### Problems to solve:
1 > List every distinct R function that is called, with parentheses, in the code commands of the mailing-list thread on bias in sample().
2 > From the mailing-list thread on bias in sample(), extract the passage that opens with the words containing "I think some" and closes with "classes = 2^32)".

### Text shown:
Re: [Rd] bias issue in sample() (PR 17494)

2019-02-26 Thread Ralf Stubner
Kirill,

I think some level of collision is actually expected! R uses a 32bit MT
that can produce 2^32 different doubles. The probability for a collision
within a million draws is

> pbirthday(1e6, classes = 2^32)
[1] 1

Greetings
Ralf


On 26.02.19 07:06, Kirill Müller wrote:
> Gabe
> 
> 
> As mentioned on Twitter, I think the following behavior should be fixed
> as part of the upcoming changes:
> 
> R.version.string
> ## [1] "R Under development (unstable) (2019-02-25 r76160)"
> .Machine$double.digits
> ## [1] 53
> set.seed(123)
> RNGkind()
> ## [1] "Mersenne-Twister" "Inversion"    "Rejection"
> length(table(runif(1e6)))
> ## [1] 999863
> 
> I don't expect any collisions when using Mersenne-Twister to generate a
> million floating point values. I'm not sure what causes this behavior,
> but it's documented in ?Random:
> 
> "Do not rely on randomness of low-order bits from RNGs. Most of the
> supplied uniform generators return 32-bit integer values that are
> converted to doubles, so they take at most 2^32 distinct values and long
> runs will return duplicated values (Wichmann-Hill is the exception, and
> all give at least 30 varying bits.)"
> 
> The "Wichman-Hill" bit is interesting:
> 
> RNGkind("Wichmann-Hill")
> length(table(runif(1e6)))
> ## [1] 100
> length(table(runif(1e6)))
> ## [1] 100
> 
> Mersenne-Twister has a much much larger periodicity than Wichmann-Hill,
> it would be great to see the above behavior also for Mersenne-Twister.
> Thanks for considering.
> 
> 
> Best regards
> 
> Kirill
> 
> 
> On 20.02.19 08:01, Gabriel Becker wrote:
>> Luke,
>>
>> I'm happy to help with this. Its great to see this get tackled (I've
>> cc'ed
>> Kelli Ottoboni who helped flag this issue).
>>
>> I can prepare a patch for the RNGkind related stuff and the doc update.
>>
>> As for ???, what are your (and others') thoughts about the possibility of
>> a) a reproducibility API which takes either an R version (or maybe
>> alternatively a date) and sets the RNGkind to the default for that
>> version/date, and/or b) that sessionInfo be modified to capture (and
>> display) the RNGkind in effect.

### Exercise data:
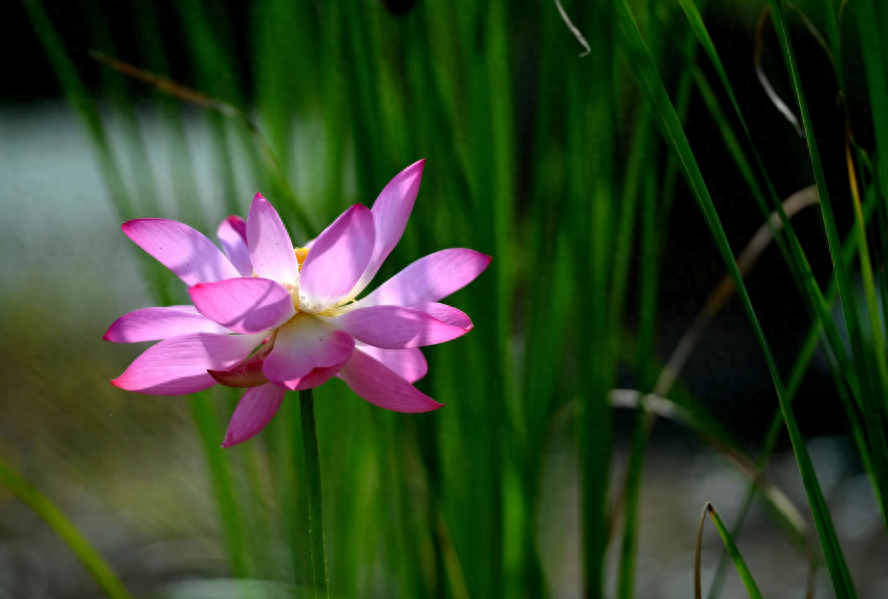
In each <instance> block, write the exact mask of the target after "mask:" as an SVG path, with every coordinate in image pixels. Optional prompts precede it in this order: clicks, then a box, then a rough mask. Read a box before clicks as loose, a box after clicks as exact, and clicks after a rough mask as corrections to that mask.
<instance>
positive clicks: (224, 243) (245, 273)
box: [216, 216, 253, 277]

### List of solutions:
1 > pbirthday, set.seed, RNGkind, length, table, runif

2 >
I think some level of collision is actually expected! R uses a 32bit MT
that can produce 2^32 different doubles. The probability for a collision
within a million draws is

> pbirthday(1e6, classes = 2^32)